*DATA SUPPLIED:*
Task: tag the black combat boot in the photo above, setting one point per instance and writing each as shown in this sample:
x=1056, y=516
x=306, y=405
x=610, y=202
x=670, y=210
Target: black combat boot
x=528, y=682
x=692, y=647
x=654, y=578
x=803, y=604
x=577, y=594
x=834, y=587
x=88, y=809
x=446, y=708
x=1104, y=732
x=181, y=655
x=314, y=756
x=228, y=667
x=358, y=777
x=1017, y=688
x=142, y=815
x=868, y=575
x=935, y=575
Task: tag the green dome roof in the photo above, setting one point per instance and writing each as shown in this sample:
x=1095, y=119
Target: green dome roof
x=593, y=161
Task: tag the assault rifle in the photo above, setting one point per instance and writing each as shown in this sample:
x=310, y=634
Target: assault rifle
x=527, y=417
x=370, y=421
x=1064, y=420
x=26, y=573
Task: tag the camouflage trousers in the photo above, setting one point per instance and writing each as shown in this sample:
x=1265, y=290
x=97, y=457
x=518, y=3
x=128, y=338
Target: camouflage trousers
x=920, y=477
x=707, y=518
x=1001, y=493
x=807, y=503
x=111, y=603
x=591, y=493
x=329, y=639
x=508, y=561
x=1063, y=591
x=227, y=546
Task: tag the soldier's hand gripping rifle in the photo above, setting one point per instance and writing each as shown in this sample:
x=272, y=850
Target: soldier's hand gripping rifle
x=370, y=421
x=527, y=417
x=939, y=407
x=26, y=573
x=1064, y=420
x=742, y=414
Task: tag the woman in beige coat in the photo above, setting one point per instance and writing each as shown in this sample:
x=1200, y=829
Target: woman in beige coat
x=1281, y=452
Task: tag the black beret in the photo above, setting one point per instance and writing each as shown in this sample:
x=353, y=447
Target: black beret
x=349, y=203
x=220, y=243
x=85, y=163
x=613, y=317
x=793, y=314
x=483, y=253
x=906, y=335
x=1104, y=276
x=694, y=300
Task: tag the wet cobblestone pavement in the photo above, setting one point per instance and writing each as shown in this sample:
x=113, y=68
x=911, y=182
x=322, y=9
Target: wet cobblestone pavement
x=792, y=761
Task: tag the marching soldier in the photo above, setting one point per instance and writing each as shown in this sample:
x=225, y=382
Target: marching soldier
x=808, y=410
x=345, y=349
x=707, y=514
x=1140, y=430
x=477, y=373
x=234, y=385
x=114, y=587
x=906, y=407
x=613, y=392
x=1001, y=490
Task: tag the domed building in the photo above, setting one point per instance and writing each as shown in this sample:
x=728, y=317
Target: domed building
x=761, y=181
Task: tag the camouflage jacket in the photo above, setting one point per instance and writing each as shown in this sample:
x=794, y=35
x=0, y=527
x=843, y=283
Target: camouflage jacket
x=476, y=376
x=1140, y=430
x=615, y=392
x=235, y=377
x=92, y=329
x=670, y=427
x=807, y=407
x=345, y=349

*WRITTEN REQUEST:* Output all preceding records character for character.

*ANSWER:*
Task: tag the black combat boot in the photo above, setting one point per instance and writing each as shown in this sample:
x=1056, y=516
x=306, y=405
x=610, y=202
x=670, y=210
Target: black combat boot
x=528, y=682
x=692, y=647
x=654, y=578
x=803, y=604
x=577, y=594
x=834, y=587
x=88, y=809
x=446, y=708
x=1104, y=732
x=181, y=655
x=314, y=756
x=228, y=667
x=358, y=777
x=1017, y=688
x=142, y=815
x=868, y=575
x=935, y=575
Task: tag the green dome roof in the photo above, setting one point per instance and writing each as shown in this sample:
x=1095, y=119
Target: green dome roof
x=593, y=161
Task: tag the assault rifle in the photo above, setting one point per instance and writing each as shown in this sample:
x=310, y=634
Target: assault rifle
x=527, y=417
x=370, y=421
x=1064, y=420
x=26, y=573
Task: tag the camouflage trousers in the photo above, setting one point per instance and writing each as shown in this sample:
x=1265, y=290
x=97, y=457
x=518, y=3
x=128, y=338
Target: camouflage trousers
x=920, y=477
x=707, y=518
x=1001, y=493
x=807, y=503
x=111, y=603
x=591, y=493
x=329, y=639
x=508, y=561
x=1063, y=591
x=227, y=546
Task: tag the soldier's hand gripping rifle in the photo above, setting one point per instance and writing each as shown in this sample:
x=272, y=850
Target: soldier's hand gripping rifle
x=370, y=421
x=527, y=417
x=939, y=407
x=26, y=573
x=1064, y=420
x=742, y=414
Task: tag the woman in beige coat in the photo above, setting one point per instance and writing each as shown in this sample:
x=1200, y=829
Target: woman in beige coat
x=1281, y=452
Task: tag the black beret in the photo above, setting one point per instance and writing each as shown in this sample:
x=353, y=447
Target: black beret
x=349, y=203
x=220, y=243
x=85, y=163
x=613, y=317
x=793, y=314
x=483, y=253
x=906, y=335
x=1104, y=276
x=694, y=300
Task: tag the wet cobblestone pavement in the photo above, setting one point per instance and writing each as shown in this sample:
x=113, y=68
x=911, y=182
x=322, y=9
Target: wet cobblestone pavement
x=792, y=761
Task: tag the marching soldier in the photo above, setting one point per instance and writing each as shown in this sample:
x=225, y=382
Target: marching soldier
x=808, y=410
x=345, y=349
x=707, y=514
x=1140, y=430
x=477, y=373
x=234, y=385
x=114, y=587
x=906, y=407
x=613, y=392
x=1001, y=490
Task: tag the domed building in the photo above, setting one point per instance and writing each as shown in this sample:
x=728, y=317
Target: domed building
x=761, y=181
Task: tag the camouflage jacket in the photo above, setting one point per instance and writing each as shown in this sample:
x=794, y=35
x=0, y=527
x=843, y=283
Target: camouflage jacket
x=476, y=376
x=1140, y=430
x=615, y=392
x=235, y=377
x=92, y=329
x=670, y=427
x=807, y=407
x=345, y=349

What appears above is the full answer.